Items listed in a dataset
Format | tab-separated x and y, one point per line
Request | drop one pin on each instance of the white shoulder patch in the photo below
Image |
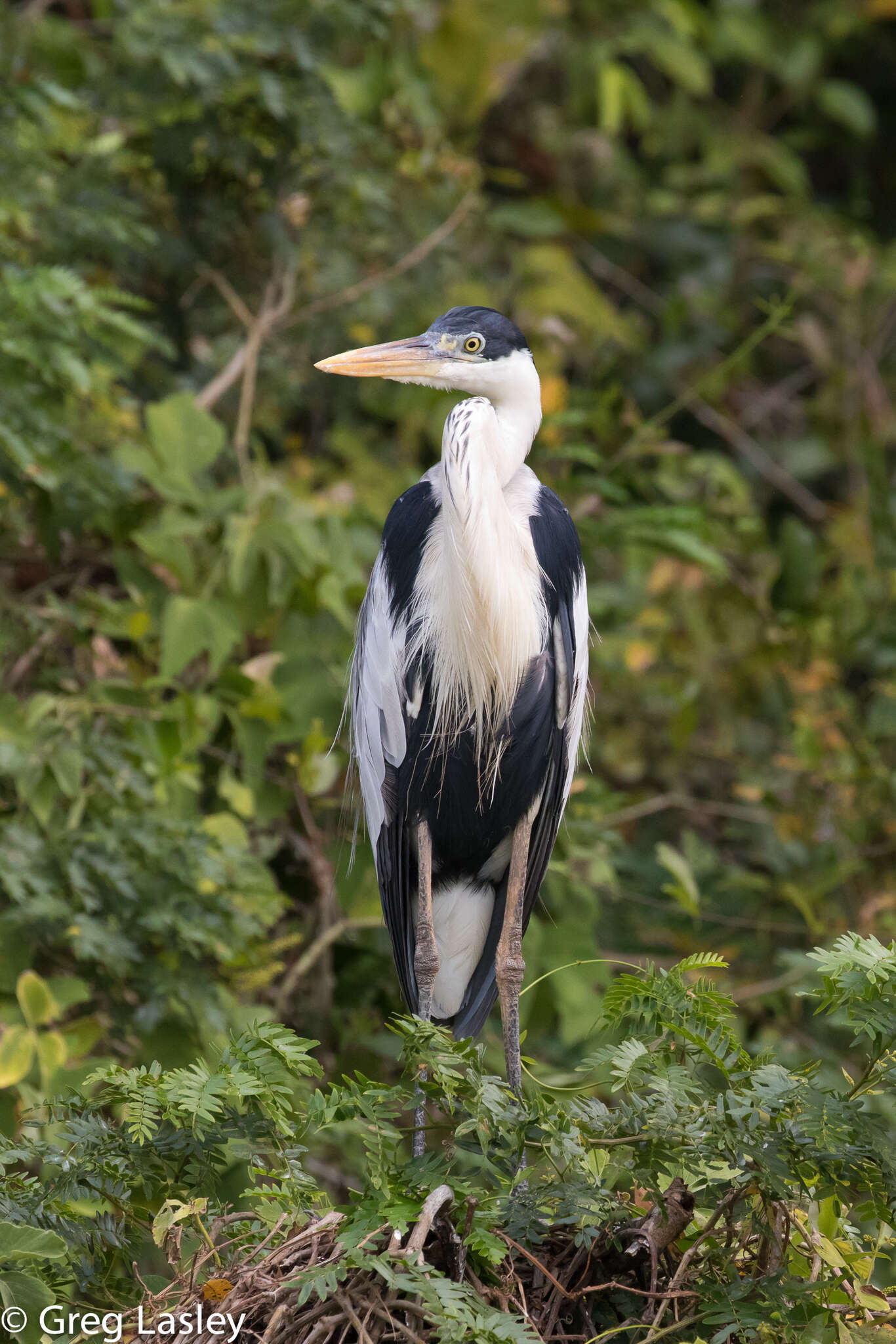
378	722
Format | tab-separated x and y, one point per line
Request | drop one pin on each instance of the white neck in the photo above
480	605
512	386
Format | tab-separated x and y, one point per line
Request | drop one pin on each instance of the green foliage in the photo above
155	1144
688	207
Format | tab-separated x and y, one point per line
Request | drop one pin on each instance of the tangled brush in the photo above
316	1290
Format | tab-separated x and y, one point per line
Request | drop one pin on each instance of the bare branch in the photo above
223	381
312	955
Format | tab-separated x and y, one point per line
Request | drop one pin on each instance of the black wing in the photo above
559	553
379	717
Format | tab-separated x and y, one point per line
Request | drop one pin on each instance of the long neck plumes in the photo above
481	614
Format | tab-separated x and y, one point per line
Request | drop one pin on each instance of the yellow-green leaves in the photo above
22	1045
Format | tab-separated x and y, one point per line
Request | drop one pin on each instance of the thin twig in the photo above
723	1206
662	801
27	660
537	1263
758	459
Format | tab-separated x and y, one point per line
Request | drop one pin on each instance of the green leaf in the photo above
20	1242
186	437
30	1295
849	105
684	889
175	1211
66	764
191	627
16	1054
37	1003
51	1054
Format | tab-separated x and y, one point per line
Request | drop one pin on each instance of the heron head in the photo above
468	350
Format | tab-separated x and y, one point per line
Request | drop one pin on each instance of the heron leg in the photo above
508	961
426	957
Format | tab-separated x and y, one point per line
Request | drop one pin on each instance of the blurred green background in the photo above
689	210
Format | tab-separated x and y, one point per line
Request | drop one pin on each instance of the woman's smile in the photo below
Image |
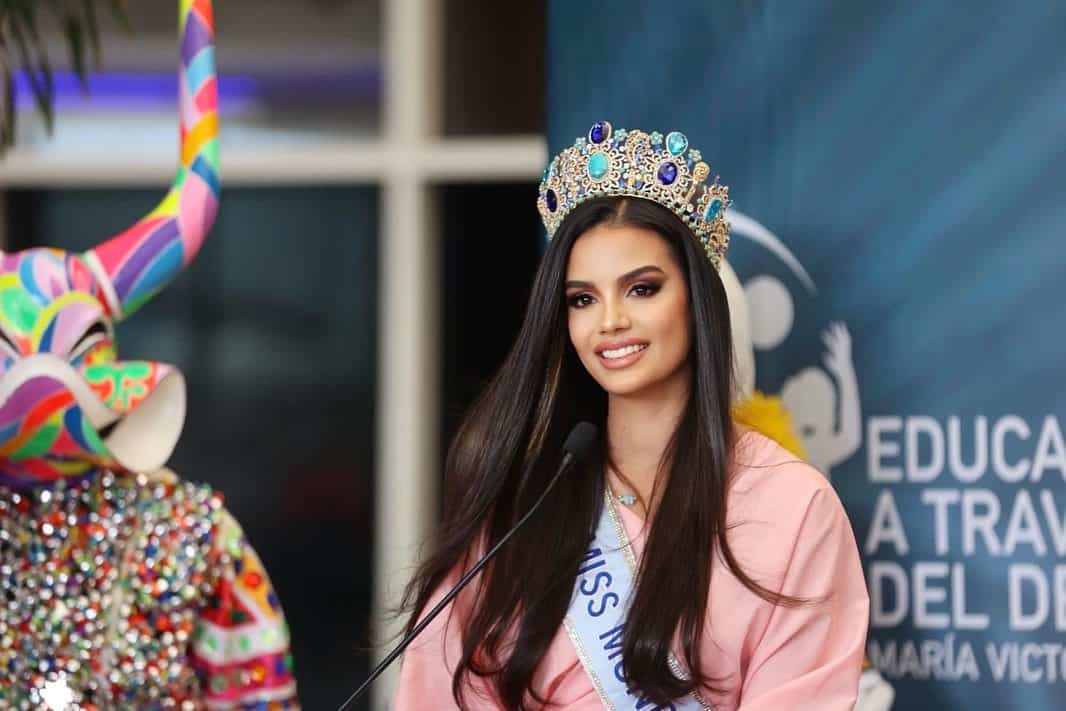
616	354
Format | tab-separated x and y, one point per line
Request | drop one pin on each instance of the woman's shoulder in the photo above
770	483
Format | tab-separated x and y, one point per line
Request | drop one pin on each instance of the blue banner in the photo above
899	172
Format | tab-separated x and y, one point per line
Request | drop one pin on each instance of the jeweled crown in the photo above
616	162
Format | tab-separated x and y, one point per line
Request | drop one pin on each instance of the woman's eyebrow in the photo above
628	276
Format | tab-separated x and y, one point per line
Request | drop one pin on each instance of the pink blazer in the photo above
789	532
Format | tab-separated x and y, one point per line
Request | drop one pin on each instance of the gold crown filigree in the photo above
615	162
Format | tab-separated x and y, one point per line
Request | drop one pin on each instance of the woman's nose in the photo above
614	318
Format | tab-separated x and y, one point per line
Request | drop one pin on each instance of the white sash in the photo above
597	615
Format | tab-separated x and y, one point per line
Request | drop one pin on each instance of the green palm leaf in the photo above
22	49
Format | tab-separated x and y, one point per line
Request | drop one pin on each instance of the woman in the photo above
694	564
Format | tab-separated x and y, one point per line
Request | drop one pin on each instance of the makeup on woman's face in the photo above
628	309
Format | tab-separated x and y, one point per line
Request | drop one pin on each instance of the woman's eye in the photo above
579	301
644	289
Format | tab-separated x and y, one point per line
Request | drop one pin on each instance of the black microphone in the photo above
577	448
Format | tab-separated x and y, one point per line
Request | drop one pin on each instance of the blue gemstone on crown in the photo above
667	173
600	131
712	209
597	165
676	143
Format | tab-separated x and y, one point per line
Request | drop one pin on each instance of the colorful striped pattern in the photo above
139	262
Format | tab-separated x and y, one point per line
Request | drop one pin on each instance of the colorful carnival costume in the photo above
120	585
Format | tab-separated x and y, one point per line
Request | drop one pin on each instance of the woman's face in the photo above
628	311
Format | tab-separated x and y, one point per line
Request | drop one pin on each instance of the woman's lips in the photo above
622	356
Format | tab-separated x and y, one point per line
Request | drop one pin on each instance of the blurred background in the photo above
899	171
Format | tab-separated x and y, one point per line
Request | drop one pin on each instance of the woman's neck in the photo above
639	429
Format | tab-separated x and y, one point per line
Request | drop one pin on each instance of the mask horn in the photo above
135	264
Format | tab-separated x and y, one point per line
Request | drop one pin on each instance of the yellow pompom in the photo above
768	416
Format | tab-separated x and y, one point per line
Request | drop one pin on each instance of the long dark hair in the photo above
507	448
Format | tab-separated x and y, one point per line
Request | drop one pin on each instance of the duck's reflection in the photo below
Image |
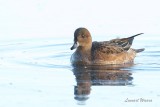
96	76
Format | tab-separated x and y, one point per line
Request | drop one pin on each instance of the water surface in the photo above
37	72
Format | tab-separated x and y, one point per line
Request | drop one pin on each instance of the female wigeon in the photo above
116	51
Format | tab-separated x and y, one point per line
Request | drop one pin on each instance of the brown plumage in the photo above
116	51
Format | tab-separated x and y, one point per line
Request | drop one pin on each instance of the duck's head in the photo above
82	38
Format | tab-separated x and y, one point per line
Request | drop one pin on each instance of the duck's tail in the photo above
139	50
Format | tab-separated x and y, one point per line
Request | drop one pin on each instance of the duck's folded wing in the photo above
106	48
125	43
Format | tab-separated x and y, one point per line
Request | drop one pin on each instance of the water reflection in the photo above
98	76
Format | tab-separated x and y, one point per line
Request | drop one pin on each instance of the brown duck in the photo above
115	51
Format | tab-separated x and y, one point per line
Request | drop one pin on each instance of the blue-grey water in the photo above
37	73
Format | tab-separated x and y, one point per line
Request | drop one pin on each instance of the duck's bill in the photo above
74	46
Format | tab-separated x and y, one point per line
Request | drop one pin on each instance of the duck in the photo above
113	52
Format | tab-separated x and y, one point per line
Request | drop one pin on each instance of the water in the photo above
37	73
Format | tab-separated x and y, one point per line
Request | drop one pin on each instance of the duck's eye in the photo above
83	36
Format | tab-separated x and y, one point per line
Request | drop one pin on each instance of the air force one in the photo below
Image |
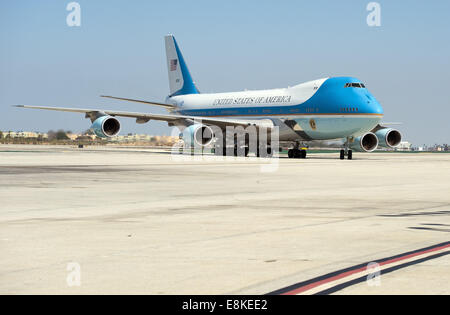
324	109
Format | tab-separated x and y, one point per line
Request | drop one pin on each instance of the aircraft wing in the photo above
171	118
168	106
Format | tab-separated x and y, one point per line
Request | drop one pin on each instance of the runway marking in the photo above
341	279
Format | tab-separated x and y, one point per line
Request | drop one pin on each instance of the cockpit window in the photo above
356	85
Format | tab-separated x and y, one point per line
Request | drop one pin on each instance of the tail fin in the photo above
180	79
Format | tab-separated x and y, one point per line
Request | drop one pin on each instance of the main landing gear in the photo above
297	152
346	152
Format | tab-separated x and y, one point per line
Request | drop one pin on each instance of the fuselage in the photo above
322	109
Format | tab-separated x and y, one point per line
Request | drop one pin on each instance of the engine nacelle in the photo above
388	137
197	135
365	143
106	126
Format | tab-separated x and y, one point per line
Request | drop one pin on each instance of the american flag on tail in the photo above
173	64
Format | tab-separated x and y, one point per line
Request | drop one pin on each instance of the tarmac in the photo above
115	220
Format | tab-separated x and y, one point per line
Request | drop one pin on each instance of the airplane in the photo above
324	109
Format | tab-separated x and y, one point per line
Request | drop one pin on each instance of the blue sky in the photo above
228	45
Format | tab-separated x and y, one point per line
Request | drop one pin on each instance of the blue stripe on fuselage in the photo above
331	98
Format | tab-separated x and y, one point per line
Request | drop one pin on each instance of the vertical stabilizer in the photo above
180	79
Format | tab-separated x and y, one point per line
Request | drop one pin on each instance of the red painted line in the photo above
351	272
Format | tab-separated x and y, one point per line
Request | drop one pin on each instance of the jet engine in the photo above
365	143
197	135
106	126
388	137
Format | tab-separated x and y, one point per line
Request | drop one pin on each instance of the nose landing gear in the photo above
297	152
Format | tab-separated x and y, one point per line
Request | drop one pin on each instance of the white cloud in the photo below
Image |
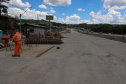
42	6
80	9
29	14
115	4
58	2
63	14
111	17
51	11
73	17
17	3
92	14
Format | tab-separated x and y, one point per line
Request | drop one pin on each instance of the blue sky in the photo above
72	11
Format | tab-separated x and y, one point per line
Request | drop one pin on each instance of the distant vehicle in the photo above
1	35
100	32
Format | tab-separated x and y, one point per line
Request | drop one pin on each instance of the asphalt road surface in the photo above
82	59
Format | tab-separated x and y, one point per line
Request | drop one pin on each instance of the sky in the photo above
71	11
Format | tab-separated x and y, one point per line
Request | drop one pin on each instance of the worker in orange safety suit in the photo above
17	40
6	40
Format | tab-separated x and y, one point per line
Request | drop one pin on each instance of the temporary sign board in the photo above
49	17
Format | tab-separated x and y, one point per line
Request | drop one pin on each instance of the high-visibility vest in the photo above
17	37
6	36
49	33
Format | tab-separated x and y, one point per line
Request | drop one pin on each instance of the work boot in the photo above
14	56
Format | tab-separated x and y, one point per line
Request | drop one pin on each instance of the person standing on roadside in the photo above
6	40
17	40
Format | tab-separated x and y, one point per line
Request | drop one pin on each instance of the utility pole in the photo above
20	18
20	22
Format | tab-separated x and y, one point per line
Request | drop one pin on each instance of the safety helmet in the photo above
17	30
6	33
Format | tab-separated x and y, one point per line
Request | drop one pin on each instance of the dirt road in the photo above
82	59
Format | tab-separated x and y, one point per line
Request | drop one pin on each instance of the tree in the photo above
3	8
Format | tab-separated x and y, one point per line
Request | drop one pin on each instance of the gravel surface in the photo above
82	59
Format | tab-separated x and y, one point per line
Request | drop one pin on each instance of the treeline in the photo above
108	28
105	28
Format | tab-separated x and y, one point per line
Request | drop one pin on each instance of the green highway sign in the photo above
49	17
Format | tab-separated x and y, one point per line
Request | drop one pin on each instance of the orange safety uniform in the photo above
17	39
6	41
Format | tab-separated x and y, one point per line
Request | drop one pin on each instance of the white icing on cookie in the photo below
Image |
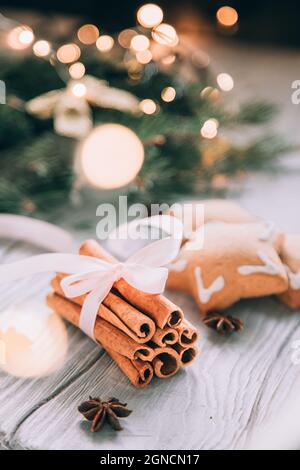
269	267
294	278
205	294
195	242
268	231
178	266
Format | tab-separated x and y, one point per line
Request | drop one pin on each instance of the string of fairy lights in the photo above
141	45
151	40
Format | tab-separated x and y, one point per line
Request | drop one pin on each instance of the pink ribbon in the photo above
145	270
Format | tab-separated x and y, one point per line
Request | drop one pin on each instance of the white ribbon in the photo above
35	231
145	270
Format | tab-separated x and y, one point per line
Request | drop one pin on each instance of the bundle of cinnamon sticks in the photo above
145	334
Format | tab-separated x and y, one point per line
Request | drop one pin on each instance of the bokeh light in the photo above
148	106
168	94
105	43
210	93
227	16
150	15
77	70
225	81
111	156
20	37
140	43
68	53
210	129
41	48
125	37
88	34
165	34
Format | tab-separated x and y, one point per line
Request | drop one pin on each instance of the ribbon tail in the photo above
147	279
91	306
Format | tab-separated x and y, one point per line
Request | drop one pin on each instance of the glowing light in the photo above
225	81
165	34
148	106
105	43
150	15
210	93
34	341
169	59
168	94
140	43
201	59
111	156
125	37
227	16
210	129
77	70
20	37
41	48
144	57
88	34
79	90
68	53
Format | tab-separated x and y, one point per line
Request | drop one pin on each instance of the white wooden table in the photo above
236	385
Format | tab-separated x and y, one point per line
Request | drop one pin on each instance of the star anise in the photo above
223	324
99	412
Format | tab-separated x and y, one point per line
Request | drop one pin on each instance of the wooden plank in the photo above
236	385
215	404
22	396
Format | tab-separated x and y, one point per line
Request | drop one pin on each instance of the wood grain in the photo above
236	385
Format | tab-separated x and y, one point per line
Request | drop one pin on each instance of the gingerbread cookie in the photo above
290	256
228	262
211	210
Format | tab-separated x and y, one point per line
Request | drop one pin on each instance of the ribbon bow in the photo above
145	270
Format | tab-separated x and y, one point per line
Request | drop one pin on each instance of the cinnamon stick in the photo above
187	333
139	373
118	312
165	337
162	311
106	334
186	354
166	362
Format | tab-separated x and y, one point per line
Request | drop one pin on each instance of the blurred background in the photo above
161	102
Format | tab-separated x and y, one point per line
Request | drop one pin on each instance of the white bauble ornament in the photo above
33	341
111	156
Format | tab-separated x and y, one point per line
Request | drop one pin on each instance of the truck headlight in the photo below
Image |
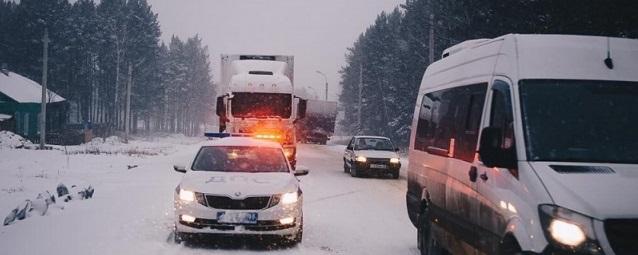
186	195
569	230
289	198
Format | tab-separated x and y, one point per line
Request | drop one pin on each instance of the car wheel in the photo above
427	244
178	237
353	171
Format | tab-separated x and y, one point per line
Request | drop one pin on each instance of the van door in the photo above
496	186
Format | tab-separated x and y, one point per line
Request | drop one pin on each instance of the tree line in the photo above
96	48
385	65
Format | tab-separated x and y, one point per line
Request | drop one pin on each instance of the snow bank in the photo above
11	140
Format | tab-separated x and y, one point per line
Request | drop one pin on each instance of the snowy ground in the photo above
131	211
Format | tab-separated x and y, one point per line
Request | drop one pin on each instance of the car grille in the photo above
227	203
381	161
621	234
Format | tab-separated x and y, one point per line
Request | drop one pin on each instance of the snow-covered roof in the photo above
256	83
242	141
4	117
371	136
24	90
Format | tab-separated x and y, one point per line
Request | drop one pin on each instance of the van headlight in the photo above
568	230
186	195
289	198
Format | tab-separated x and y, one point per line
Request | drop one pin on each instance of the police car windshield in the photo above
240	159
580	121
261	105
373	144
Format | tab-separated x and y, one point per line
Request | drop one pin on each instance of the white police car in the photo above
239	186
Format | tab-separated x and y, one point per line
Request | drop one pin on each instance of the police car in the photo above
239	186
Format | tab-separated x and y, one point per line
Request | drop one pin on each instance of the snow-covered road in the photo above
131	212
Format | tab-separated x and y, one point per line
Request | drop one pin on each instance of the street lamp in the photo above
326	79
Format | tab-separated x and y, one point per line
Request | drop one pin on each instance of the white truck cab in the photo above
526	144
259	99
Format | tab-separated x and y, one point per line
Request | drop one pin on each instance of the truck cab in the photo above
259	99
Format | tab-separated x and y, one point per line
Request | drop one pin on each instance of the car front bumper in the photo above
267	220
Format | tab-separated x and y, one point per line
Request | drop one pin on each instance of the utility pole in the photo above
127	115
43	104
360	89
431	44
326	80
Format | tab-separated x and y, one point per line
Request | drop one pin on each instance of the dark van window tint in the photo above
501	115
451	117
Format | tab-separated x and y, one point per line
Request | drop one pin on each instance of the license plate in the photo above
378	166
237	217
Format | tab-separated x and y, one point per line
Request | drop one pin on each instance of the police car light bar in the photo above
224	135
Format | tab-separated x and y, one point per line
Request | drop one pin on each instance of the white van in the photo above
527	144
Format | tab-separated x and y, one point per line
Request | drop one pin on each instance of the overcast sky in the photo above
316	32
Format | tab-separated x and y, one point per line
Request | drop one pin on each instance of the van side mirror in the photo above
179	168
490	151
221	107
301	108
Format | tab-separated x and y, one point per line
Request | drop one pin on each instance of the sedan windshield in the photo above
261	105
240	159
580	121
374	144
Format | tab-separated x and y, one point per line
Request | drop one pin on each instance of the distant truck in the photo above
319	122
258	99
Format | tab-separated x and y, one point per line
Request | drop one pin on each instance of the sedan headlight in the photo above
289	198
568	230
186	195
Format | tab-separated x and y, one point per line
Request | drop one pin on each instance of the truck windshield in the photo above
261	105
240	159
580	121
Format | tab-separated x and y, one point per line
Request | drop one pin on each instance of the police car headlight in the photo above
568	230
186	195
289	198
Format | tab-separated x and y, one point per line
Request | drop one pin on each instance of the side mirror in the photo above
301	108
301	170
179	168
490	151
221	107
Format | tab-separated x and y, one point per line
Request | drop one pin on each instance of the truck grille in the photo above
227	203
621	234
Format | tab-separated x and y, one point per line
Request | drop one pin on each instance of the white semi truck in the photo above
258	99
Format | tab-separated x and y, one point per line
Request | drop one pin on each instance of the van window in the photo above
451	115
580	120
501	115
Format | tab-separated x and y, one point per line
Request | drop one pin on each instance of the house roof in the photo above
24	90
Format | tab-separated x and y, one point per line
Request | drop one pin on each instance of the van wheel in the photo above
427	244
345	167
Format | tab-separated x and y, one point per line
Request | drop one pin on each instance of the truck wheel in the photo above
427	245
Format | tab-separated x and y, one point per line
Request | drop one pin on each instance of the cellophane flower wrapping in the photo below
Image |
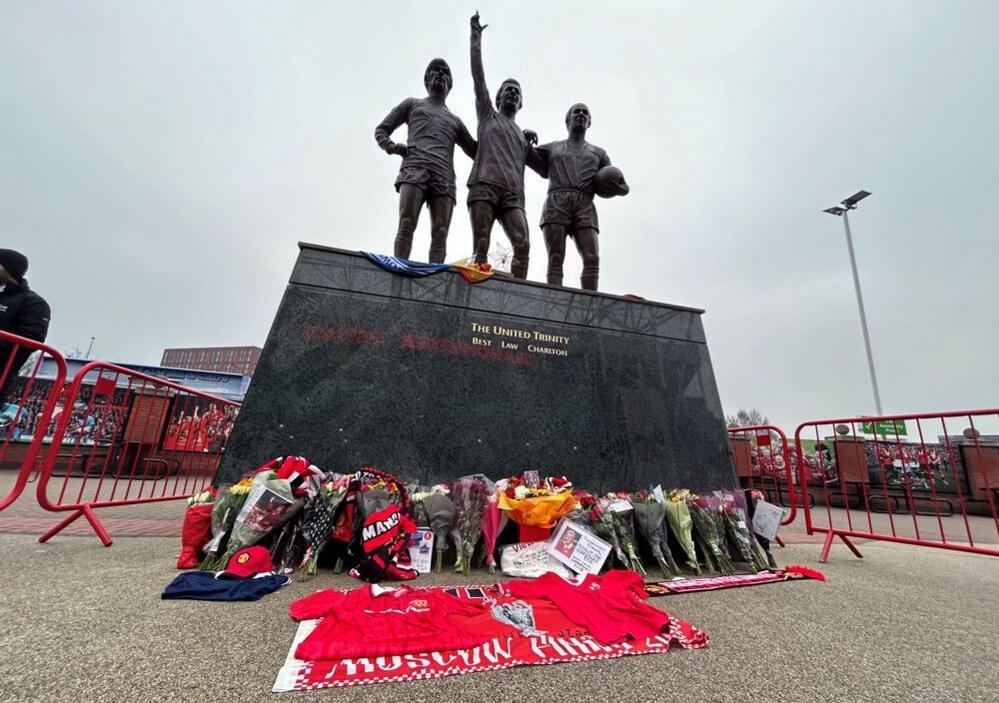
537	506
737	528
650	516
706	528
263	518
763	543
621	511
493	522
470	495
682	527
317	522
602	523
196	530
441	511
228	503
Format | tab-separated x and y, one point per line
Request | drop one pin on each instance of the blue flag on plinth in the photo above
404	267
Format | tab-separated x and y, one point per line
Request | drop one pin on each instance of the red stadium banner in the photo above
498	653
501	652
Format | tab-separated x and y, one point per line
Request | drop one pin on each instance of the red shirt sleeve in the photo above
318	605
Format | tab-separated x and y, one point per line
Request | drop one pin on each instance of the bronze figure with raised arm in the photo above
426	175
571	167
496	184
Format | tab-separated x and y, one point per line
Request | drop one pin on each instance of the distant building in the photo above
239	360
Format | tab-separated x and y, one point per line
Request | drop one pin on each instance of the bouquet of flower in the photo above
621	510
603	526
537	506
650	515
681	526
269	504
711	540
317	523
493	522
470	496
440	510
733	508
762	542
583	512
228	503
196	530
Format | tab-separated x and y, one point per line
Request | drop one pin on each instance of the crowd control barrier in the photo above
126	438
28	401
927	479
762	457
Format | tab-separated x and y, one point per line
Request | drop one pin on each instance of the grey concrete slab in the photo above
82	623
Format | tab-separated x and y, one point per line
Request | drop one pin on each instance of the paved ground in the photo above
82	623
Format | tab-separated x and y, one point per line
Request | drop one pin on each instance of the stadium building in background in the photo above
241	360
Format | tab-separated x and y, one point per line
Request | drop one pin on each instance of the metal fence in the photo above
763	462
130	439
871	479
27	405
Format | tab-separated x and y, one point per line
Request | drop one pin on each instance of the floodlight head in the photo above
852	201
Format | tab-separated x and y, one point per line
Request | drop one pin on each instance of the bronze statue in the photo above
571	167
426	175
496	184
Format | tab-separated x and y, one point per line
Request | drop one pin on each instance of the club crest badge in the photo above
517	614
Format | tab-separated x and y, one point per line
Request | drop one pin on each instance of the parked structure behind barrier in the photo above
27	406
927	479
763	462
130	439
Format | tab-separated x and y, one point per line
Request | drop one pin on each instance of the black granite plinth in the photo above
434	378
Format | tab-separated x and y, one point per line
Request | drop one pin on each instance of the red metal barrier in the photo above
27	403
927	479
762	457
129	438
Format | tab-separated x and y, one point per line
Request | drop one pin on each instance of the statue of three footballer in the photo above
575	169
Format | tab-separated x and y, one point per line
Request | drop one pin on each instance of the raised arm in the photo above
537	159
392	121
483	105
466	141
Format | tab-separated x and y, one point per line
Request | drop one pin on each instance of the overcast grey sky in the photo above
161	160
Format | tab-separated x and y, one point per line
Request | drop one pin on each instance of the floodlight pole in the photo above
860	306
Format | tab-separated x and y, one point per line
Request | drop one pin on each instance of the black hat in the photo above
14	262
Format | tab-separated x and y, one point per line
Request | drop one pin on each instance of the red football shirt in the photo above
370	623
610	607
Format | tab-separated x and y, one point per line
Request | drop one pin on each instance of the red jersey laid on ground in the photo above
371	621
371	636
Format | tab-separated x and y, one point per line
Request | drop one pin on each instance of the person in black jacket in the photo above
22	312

§ **What the exercise asks**: Gather all lines of the records that include the word "below".

§ **Solution for this task**:
Request | drop one pin on each instance of the white shoulder patch in the photo below
Request | drop one pin on each instance of the woman's smile in the photo below
Request | drop one pin on each instance of the duck's reflection in the photo below
Request | drop one pin on each instance of the air force one in the photo below
Request | drop one pin on each instance of the white cloud in the photo below
Request | drop one pin on each instance of the white icing on cookie in the photo below
Request | drop one pin on each instance of the truck headlight in the photo below
Request | drop one pin on each instance of the cellophane flower wrapping in the photo below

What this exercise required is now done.